Extend the text on procedural generation below, picking up right after its last sentence.

(Selected text)
-=-=-=-=-

If CIG are handcrafting each of these (initially PG generated) assets, then the speed of generation is lost - they have to load the modified assets each time. They may as well have stuck to random heightmaps and have artists modify them - they could have saved all the money on PG research.

(By the way - I admit I know nothing of game development).
Weeeell… kind of.

The key word in procedural generation is the generation part. It's not that you load assets as needed — that's more a matter of streaming content — it's that the assets in question don't even exist before they're needed, but are rather… well… generated on the fly. Before then, they're just a bunch of parameters (commonly including your current position because after all, that's where you are) and an algorithm that takes those parameters and have it spit out the data you need.

This commonly means things like terrain shape, texture choice, placement of prefab assets, maybe even various lighting and visual effects (atmospherics, weather etc). You could conceivably go nuts and generate all those assets as well — this is what some of the previously discussed examples like .kkrieger do — but it's costly and you quickly reach a point where it makes more sense to just build a bunch of well-made models and textures that the PG can sprinkle out as decorations.

-=-=-=-=-

[Annotation records]
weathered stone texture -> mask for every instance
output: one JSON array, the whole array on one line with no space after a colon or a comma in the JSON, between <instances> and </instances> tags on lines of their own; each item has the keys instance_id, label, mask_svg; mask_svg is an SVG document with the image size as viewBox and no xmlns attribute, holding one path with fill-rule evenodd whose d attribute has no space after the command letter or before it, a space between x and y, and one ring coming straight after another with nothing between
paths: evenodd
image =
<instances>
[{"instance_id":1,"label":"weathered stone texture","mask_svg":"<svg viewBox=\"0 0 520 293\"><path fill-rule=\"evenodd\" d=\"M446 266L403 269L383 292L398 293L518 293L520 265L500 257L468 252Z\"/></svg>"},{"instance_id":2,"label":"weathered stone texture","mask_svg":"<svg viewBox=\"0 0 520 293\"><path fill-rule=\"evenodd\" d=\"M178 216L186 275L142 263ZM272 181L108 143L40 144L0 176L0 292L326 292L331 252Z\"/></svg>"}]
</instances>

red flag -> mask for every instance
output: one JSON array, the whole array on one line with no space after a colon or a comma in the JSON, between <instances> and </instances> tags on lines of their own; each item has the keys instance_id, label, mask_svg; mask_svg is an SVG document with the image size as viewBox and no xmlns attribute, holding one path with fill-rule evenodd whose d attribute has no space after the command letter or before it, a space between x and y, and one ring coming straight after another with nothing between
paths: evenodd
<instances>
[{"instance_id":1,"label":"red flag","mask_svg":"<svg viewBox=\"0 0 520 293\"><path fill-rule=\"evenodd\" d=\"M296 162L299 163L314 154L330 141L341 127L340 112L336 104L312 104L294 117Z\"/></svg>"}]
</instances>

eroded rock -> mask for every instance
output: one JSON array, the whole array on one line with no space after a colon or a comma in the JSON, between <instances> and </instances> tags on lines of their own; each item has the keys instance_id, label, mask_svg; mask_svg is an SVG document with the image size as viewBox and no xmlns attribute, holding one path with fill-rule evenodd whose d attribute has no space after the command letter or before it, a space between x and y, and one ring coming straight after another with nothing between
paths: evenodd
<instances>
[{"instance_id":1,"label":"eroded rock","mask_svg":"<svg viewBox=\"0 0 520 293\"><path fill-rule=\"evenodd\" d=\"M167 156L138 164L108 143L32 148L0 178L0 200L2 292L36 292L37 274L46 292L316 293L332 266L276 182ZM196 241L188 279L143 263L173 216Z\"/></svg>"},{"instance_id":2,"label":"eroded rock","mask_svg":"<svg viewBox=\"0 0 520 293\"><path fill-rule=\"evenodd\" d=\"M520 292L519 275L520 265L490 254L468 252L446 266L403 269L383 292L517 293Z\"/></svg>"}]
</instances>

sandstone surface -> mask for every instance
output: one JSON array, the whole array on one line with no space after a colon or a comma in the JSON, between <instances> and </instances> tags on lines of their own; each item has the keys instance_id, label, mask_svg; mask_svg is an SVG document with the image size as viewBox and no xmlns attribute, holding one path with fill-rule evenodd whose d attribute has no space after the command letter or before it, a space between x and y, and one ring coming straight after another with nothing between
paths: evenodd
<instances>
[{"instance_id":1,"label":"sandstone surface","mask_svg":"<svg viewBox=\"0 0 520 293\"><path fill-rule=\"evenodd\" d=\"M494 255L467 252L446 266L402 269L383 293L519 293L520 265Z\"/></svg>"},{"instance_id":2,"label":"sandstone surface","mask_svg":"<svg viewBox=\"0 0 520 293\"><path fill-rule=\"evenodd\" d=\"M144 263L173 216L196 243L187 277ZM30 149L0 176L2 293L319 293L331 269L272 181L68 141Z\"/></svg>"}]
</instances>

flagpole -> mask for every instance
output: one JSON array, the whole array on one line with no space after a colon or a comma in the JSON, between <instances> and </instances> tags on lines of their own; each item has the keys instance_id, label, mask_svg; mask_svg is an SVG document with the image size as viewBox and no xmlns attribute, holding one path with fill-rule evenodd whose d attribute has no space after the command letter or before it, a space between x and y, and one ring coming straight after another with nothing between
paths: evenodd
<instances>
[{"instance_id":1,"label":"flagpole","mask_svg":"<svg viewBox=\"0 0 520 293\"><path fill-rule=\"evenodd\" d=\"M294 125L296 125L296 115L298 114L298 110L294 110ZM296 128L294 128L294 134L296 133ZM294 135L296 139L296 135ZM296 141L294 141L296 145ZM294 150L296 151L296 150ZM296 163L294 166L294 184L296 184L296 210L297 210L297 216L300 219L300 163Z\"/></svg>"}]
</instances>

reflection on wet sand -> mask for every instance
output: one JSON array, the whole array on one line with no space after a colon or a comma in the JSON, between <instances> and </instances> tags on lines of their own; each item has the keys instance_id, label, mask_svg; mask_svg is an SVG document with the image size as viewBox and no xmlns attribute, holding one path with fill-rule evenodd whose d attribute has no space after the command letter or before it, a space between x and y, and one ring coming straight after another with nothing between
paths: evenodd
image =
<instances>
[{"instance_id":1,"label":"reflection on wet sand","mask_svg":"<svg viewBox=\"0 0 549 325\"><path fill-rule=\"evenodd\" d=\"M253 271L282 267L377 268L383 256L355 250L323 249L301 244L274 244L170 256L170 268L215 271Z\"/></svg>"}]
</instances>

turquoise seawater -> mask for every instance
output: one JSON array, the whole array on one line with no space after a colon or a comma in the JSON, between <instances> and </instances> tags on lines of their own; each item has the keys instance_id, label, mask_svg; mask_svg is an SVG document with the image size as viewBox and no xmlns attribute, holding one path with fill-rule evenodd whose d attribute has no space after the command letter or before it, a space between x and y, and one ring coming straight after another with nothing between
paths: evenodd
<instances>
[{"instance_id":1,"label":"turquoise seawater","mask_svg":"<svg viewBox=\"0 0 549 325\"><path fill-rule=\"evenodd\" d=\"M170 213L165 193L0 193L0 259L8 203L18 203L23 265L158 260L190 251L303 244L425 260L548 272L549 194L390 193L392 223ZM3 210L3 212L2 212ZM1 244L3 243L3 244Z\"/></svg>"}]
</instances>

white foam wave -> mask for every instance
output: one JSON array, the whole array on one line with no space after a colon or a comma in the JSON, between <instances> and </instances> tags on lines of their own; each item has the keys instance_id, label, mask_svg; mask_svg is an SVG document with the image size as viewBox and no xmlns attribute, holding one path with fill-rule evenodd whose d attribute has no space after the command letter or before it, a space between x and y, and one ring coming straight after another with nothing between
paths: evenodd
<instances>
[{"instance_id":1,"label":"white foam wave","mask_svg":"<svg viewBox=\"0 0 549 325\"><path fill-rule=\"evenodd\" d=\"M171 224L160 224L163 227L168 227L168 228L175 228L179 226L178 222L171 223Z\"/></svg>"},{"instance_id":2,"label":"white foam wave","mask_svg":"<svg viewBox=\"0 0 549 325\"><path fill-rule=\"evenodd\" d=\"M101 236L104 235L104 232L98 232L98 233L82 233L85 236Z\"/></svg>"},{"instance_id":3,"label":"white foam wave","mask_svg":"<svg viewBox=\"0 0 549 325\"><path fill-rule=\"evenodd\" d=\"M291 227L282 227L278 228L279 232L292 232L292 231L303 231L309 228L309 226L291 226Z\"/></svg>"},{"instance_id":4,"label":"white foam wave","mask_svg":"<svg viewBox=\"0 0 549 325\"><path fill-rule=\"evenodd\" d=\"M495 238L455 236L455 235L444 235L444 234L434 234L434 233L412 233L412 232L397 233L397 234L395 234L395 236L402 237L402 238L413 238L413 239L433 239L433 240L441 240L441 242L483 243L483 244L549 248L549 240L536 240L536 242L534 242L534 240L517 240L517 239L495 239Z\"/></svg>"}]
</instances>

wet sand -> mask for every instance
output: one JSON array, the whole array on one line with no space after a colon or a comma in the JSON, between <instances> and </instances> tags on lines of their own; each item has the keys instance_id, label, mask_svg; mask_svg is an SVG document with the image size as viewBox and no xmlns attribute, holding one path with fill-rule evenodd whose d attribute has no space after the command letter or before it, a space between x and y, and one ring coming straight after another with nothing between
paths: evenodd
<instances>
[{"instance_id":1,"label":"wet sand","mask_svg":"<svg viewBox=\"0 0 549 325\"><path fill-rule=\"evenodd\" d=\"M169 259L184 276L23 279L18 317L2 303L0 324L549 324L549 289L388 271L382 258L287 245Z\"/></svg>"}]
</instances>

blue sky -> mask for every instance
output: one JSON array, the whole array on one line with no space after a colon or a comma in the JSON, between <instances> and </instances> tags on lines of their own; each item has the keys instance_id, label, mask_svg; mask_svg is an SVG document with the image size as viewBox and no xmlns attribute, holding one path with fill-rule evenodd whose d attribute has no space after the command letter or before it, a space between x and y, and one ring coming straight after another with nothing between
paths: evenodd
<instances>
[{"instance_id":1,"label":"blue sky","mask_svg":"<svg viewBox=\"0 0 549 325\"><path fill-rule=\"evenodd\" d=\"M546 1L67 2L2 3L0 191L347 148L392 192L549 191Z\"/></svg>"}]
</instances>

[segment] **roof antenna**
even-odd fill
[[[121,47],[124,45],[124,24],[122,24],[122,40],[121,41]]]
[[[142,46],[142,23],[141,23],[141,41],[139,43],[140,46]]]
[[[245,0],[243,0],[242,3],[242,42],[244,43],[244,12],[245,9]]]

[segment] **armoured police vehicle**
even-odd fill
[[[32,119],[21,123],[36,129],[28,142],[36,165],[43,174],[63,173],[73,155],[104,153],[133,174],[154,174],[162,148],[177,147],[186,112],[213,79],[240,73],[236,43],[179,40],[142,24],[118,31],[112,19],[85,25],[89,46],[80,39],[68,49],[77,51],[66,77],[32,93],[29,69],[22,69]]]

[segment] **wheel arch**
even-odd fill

-=-=-=-=-

(Written response)
Above all, it means you don't have to have an 800GB heightmap to define just the terrain of a tiny planet (and which still has pretty poor close-up detail), but rather a collection of nodes or parameter points that in just a few kb define their local area, and then you can just ask “I'm at {x,y,z}, what's around here?” and the answer is generated at the detail level needed for that position, based on where you are in relation to those points and how the algorithm interpolates between them.

What Chris is talking about is how they set up those parameter nodes, and hinting about how they use prefabricated templates to add in a bit more detail for certain aspects.